Government House, located in Road Town, Tortola, is the official residence of the governor of the British Virgin Islands. There have been several structures built on the same site, with the original dating back to 1889. The current residence was built in 2003 on an adjacent site, with the previous building adapted into a museum.

==History==

The original structure, dating back to 1899, was destroyed by a hurricane in 1924. The present structure was built on the same site in 1925-26 and was the home of commissioners, presidents, administrators and governors until 1999, when it was deemed unsuitable. The Island Sun published an editorial against the demolition of the historic building and members of the public expressed their disagreement with the official decision. In 2003, a new Government House was built on adjacent land while the old structure has been transformed into a museum.
= = =
→ **Task item A**:
According to the Government House text, which newspaper published an editorial opposing the demolition of the historic building?
→ **Task item B**:
Carry on the text about Government House in Road Town from the point where it stops.
The records come from a separate source unrelated to the Government House text.
= = =
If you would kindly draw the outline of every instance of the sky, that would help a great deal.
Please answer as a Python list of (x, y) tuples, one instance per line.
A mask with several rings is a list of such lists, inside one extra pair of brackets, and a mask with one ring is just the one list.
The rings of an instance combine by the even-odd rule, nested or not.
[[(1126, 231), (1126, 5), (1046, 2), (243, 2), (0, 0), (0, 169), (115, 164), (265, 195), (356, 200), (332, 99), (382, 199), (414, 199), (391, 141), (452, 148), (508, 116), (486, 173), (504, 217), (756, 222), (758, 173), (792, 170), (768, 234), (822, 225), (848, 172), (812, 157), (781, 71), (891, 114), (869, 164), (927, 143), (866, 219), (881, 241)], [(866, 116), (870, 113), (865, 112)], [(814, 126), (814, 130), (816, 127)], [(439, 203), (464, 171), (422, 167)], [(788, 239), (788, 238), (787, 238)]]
= = =
→ **Output A**:
The Island Sun

→ **Output B**:
In November 2003, Governor Thomas Macan moved into the new residence located at Tortola. The project included the construction of the new Government House and a reception hall, as well as the restoration of the old Government House, which is now a museum. The structure was built by Meridian Construction and designed by OBM and FCO Estates.

The house is currently occupied by Governor Daniel Pruce.

==Royal visits==

Government House was visited by Queen Elizabeth II in 1966, and again, accompanied by Prince Philip in 1977. Prince Philip returned to the British Virgin Islands aboard the Royal Yacht Britannia in 1993, and again paid a visit to Government House. Additionally, Princess Margaret stayed at Government House for five days as part of a state visit in 1972.